(Work to complete): Please rewrite the records below, swapping "whole pixels" for "integer pixels" wherever it occurs and keeping everything else the same.
++++ Excerpted data ++++
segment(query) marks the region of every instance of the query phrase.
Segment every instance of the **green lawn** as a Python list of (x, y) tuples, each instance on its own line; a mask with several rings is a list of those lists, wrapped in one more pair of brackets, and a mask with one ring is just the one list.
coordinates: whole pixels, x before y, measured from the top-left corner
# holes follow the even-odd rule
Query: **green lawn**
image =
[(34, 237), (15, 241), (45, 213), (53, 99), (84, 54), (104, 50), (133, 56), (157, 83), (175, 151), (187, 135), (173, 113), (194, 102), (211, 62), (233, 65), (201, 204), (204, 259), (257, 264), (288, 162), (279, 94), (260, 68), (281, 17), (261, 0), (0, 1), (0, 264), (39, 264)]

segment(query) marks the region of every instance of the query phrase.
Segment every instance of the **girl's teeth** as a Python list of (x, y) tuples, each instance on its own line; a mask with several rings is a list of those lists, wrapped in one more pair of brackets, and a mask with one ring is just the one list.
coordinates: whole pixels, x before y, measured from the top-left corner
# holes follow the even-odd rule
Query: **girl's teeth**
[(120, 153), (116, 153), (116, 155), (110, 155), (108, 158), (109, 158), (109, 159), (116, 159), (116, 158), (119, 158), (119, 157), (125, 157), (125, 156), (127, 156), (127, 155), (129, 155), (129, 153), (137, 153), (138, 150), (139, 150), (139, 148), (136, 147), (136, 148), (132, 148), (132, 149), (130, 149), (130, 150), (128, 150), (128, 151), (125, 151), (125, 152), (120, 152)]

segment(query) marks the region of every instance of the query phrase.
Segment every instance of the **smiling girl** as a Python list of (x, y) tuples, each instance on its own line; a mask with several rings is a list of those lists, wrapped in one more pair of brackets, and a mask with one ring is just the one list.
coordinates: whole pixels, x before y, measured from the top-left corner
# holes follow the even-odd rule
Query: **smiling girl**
++++
(Answer to the exercise):
segment(query) marks the region of every instance of the query phrase.
Segment every instance of the **green lawn** as a Python list of (x, y) tuples, each instance on its own line; a mask with several rings is a list of those lists, wrapped in one more pair of brackets, and a mask with one ring is just the one list.
coordinates: integer pixels, x before y, measured from the top-left corner
# holes follow the even-odd rule
Query: **green lawn**
image =
[(34, 237), (15, 241), (45, 213), (53, 99), (84, 54), (104, 50), (133, 56), (157, 83), (175, 151), (187, 135), (173, 113), (194, 102), (211, 62), (233, 65), (201, 204), (204, 259), (257, 264), (288, 162), (279, 94), (260, 68), (281, 17), (261, 0), (0, 1), (0, 264), (39, 264)]

segment(query) marks the region of every instance of the query phrase.
Segment every instance of the **girl's teeth** as a Python list of (x, y) tuples, each instance on its own line; a mask with several rings is a list of those lists, wrapped in one more pair of brackets, and a mask with one ring is just the one list.
coordinates: integer pixels, x before y, measured from the top-left corner
# holes follow the even-odd rule
Query: **girl's teeth**
[(120, 153), (116, 153), (116, 155), (110, 155), (108, 158), (109, 158), (109, 159), (116, 159), (116, 158), (119, 158), (119, 157), (125, 157), (125, 156), (127, 156), (127, 155), (129, 155), (129, 153), (137, 153), (138, 150), (139, 150), (139, 148), (136, 147), (136, 148), (132, 148), (132, 149), (130, 149), (130, 150), (128, 150), (128, 151), (125, 151), (125, 152), (120, 152)]

segment(query) marks the region of every instance of the query phrase.
Segment every instance of the **smiling girl** as a Python list of (x, y) tuples, each instance on its own line; a mask with several rings is a list of those lists, wrapped in one more pair of brackets, and a mask with one ring is just the one list.
coordinates: integer pixels, x before y, measured from the top-left corner
# holes follow the even-odd rule
Query: **smiling girl**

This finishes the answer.